Texto dado:
5TA - John Dewey
5TA - John Dewey
5TA - John Dewey
Reforma progresista
Aunque no volvió a tener nunca una escuela propia,
Dewey continuó siendo un crítico activo de la
educación norteamericana durante el resto de su vida
profesional. También se aventuró en el extranjero
para apoyar los esfuerzos reformistas en el Japón,
Turquía, México, la Unión Soviética y China, país
donde quizás tuvo una mayor influencia. Llegó a
China en 1919, en vísperas de la aparición del
Movimiento del “Cuatro de Mayo” y fue
cálidamente acogido por muchos intelectuales
chinos que, como dijo un historiador “asocian
estrechamente el pensamiento de Dewey a la noción misma de modernidad” (Keenan, 1977, pág. 34).
Las convicciones democráticas de Dewey también le hicieron participar en controversias con gran número
de educadores “progresistas”, incluso con algunos que se consideraban fieles adeptos suyos. Atacó a los
“progresistas administrativos”, que abogaban por programas de educación profesional en los que él veía
una enseñanza de clase que hubiera convertido a las escuelas en un agente aún más eficaz para la
reproducción de una sociedad antidemocrática. “El tipo de educación profesional que me interesa no es el
que adapta a los trabajadores al régimen industrial existente; no amo suficientemente ese régimen”. En
vez de ello, a su juicio, los norteamericanos debían tender hacia “un tipo de educación profesional que en
primer lugar modifique el sistema laboral existente y finalmente lo transforme” (Dewey, 1915, pág. 412).

Tareas:
A) Transcribe el fragmento del texto sobre John Dewey que empieza con "Las convicciones democráticas" y sigue hasta "1915, pág. 412).".
B) Responde a estas preguntas sobre el texto sobre John Dewey:
(i) ¿En qué año llegó Dewey a China?
(ii) ¿A qué grupo de educadores atacó Dewey por abogar por programas de educación profesional?
(iii) ¿Qué año figura en la referencia de la cita de Dewey sobre el tipo de educación profesional que modifique y transforme el sistema laboral?

Conjunto de ítems:
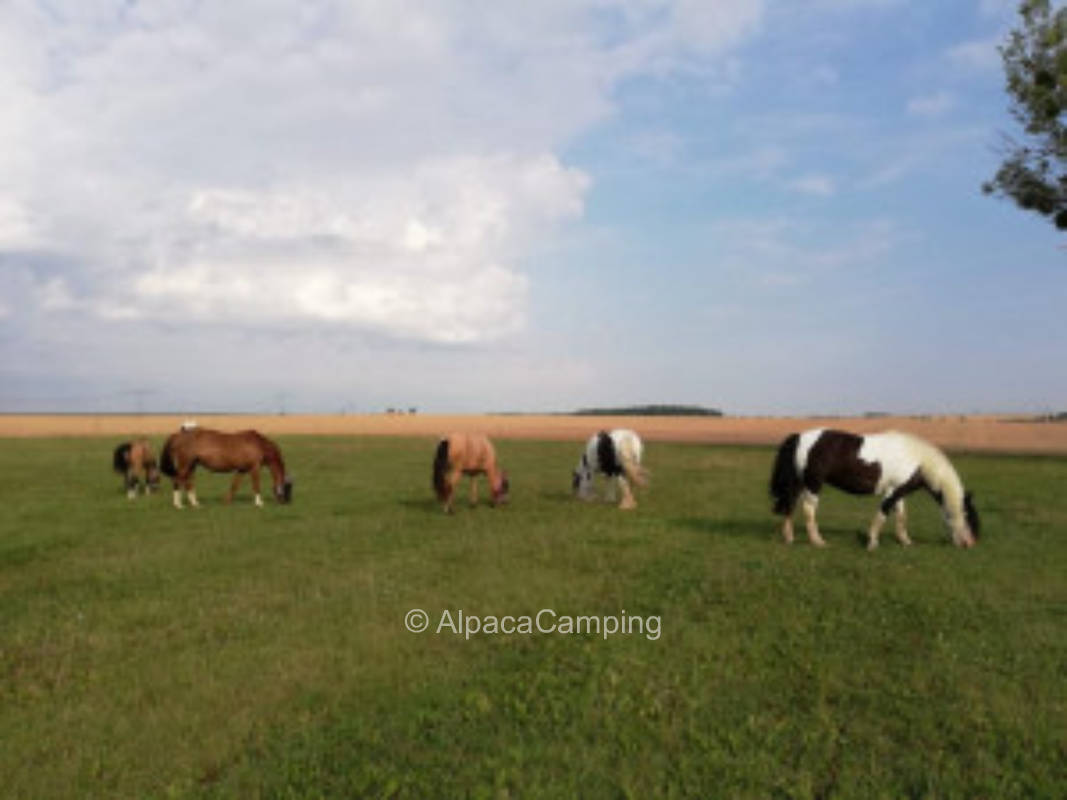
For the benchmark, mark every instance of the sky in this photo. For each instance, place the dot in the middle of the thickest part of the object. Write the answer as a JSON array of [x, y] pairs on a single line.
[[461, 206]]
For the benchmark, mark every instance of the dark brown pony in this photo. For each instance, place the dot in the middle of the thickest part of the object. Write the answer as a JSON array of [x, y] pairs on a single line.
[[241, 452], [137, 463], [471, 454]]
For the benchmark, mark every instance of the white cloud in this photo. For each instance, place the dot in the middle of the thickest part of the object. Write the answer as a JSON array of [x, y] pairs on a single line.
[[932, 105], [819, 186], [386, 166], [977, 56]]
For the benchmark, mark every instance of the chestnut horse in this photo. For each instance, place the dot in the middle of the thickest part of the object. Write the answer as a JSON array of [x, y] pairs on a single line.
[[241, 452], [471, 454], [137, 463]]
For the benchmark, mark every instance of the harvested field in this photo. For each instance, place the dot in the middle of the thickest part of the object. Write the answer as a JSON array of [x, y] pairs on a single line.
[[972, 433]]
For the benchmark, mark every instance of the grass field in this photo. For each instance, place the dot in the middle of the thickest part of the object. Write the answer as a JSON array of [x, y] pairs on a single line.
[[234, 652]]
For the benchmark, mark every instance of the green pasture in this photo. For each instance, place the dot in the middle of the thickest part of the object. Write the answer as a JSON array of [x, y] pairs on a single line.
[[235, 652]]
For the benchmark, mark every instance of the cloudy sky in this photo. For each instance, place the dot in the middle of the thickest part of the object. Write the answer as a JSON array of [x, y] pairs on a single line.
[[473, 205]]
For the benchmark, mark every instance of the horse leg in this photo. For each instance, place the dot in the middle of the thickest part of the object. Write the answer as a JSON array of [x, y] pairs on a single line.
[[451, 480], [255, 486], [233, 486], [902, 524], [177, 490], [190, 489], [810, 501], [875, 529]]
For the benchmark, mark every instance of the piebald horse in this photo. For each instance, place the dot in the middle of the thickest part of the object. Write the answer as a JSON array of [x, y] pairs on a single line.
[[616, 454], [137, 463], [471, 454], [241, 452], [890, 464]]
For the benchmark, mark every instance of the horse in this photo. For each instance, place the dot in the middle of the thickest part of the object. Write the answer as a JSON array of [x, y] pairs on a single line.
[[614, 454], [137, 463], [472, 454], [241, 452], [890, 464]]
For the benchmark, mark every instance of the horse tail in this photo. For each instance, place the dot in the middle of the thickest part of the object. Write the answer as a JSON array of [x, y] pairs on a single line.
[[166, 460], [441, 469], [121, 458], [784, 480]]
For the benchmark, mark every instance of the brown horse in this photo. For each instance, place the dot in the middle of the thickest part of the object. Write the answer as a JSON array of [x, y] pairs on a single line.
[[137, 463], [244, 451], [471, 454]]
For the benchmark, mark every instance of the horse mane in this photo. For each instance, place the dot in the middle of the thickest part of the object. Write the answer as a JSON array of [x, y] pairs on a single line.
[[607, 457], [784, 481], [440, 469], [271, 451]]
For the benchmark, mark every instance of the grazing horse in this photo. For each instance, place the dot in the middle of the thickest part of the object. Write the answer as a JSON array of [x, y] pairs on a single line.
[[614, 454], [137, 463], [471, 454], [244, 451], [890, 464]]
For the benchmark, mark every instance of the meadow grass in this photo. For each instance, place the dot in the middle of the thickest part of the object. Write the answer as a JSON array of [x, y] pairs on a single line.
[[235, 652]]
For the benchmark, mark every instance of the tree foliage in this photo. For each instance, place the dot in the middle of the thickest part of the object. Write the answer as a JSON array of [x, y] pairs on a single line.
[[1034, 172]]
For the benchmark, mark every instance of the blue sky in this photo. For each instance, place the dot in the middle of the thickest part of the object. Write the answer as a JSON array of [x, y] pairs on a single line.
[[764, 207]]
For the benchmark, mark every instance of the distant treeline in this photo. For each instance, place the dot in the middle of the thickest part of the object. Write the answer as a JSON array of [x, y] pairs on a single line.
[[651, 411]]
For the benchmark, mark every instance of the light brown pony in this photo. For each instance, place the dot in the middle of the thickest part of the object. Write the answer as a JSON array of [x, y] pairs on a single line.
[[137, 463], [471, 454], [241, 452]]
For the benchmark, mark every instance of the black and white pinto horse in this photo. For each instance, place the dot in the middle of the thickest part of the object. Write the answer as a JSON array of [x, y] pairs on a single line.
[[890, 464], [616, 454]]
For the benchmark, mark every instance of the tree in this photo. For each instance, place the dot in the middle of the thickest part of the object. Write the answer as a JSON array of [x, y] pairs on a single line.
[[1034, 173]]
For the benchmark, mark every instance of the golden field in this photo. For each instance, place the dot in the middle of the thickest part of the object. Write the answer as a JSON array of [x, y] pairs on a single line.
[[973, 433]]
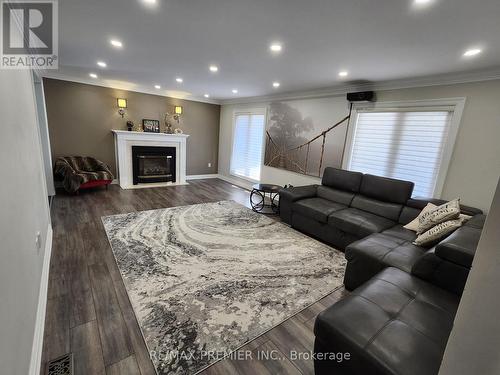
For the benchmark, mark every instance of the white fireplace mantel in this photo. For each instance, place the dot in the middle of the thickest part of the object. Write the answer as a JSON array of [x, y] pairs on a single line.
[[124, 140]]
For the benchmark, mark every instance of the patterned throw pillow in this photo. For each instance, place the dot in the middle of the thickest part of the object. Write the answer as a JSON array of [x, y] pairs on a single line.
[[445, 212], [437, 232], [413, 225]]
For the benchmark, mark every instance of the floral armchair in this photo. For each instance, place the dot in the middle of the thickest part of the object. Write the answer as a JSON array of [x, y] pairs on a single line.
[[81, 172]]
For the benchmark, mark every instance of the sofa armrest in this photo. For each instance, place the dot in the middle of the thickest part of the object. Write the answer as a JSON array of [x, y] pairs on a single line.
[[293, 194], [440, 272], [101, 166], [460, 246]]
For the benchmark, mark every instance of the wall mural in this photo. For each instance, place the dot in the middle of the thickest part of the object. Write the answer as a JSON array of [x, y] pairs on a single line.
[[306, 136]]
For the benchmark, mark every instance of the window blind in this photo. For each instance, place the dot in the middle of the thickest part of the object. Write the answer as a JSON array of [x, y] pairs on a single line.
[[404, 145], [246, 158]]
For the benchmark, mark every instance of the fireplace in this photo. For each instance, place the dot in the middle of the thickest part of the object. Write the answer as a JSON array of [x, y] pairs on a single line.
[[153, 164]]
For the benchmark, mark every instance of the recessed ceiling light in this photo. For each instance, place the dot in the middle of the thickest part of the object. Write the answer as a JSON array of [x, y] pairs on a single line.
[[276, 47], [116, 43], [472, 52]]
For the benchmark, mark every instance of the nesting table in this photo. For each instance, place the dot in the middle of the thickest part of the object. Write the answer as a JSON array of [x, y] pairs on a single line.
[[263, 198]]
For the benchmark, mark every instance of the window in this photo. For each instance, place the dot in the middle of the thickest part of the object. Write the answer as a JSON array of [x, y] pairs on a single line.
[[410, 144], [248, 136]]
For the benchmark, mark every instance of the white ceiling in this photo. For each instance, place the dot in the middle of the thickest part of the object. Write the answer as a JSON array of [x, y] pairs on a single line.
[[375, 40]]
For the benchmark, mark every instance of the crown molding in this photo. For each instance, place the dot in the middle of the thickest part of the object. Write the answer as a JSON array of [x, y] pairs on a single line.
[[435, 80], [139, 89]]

---

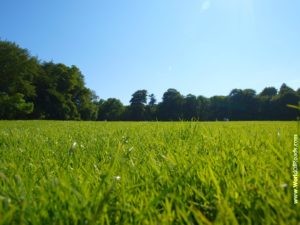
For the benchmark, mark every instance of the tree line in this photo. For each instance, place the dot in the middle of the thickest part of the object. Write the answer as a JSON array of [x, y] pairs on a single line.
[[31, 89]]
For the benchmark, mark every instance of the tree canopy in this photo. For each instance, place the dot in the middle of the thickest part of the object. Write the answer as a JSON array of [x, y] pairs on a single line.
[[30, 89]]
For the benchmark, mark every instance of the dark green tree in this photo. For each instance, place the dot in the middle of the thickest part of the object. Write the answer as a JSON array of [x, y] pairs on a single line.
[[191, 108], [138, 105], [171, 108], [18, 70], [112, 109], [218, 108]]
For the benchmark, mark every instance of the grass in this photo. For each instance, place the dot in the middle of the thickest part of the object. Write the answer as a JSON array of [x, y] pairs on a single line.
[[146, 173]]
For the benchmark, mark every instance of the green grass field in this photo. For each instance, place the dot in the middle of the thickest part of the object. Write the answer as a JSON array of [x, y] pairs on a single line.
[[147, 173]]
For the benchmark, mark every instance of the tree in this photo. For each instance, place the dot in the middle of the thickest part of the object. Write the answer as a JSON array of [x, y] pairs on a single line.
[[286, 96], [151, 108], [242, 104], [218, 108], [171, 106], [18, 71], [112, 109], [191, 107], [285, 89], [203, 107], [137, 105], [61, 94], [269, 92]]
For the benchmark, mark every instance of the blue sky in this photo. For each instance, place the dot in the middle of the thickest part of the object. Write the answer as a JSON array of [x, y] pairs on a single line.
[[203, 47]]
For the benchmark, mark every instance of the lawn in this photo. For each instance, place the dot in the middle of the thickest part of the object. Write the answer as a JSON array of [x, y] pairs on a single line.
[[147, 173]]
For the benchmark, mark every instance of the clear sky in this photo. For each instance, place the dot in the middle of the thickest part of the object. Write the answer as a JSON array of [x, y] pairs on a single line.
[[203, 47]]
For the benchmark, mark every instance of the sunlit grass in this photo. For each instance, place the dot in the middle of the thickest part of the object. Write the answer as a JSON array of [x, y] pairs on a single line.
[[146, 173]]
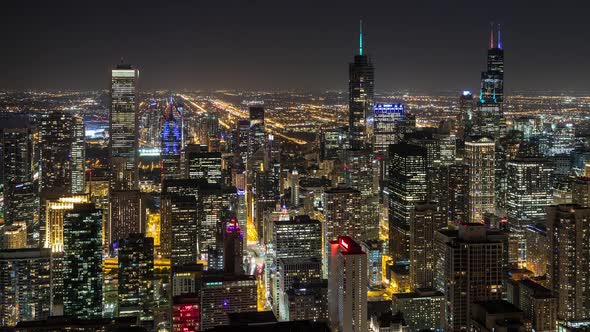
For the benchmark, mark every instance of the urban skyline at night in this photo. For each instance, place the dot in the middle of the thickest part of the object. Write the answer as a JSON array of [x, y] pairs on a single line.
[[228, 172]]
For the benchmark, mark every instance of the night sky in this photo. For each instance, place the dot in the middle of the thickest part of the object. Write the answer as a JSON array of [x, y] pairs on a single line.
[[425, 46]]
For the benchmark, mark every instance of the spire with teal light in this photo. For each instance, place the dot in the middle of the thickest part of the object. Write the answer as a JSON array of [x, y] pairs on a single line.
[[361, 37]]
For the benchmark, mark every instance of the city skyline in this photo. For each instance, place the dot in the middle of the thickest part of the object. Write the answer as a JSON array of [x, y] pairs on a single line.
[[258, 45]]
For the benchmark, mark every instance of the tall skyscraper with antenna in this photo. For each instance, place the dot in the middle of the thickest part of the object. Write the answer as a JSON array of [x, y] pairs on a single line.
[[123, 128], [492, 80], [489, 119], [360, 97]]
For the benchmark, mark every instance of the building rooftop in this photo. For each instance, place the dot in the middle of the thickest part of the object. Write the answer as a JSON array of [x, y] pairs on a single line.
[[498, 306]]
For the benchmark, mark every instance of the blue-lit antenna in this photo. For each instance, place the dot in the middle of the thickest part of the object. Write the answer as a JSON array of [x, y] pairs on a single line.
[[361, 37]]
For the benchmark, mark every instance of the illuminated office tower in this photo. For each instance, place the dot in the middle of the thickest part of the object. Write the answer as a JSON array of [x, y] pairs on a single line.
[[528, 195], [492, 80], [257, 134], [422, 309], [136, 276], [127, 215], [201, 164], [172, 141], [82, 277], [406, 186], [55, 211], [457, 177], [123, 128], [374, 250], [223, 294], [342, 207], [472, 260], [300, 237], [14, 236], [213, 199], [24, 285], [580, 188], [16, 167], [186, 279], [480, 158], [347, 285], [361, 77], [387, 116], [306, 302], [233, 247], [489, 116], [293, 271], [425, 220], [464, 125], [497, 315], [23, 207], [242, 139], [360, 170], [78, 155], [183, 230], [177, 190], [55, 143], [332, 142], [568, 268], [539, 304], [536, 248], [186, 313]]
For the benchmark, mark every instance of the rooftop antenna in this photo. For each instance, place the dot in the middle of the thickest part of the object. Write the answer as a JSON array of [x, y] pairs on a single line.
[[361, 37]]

Respuestas por tarea:
A)
Las convicciones democráticas de Dewey también le hicieron participar en controversias con gran número
de educadores “progresistas”, incluso con algunos que se consideraban fieles adeptos suyos. Atacó a los
“progresistas administrativos”, que abogaban por programas de educación profesional en los que él veía
una enseñanza de clase que hubiera convertido a las escuelas en un agente aún más eficaz para la
reproducción de una sociedad antidemocrática. “El tipo de educación profesional que me interesa no es el
que adapta a los trabajadores al régimen industrial existente; no amo suficientemente ese régimen”. En
vez de ello, a su juicio, los norteamericanos debían tender hacia “un tipo de educación profesional que en
primer lugar modifique el sistema laboral existente y finalmente lo transforme” (Dewey, 1915, pág. 412).

B)
(i) En 1919.
(ii) A los "progresistas administrativos".
(iii) 1915.